──────── Entries supplied

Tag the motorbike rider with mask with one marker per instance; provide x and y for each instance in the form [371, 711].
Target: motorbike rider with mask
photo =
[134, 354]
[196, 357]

────────────────

#### Exercise aim:
Express the records above as a Markdown table with the columns Row and Line. Give each line of the records its own numbered row and leave out blank lines.

#### Exercise answer:
| Row | Line |
|---|---|
| 1 | Tag the motorbike rider with mask with one marker per instance; provide x and y for each instance in the form [371, 711]. |
| 2 | Target: motorbike rider with mask |
| 3 | photo = |
| 4 | [134, 354] |
| 5 | [196, 357] |